Convert every line of the rows below into a numbered list, leaving out any blank lines.

**THE RECORDS:**
>> begin

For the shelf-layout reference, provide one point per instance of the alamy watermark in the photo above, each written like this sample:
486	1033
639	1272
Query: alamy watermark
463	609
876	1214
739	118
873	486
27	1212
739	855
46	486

>> end

**TASK RESULT:**
1. For the shelf-layout reference, provide one point per instance of the alamy watermark in the photo above, each written like this sample:
2. 486	1033
3. 639	1272
4. Query: alamy watermark
5. 463	609
6. 876	1214
7. 739	118
8. 873	486
9. 27	1212
10. 739	855
11. 46	486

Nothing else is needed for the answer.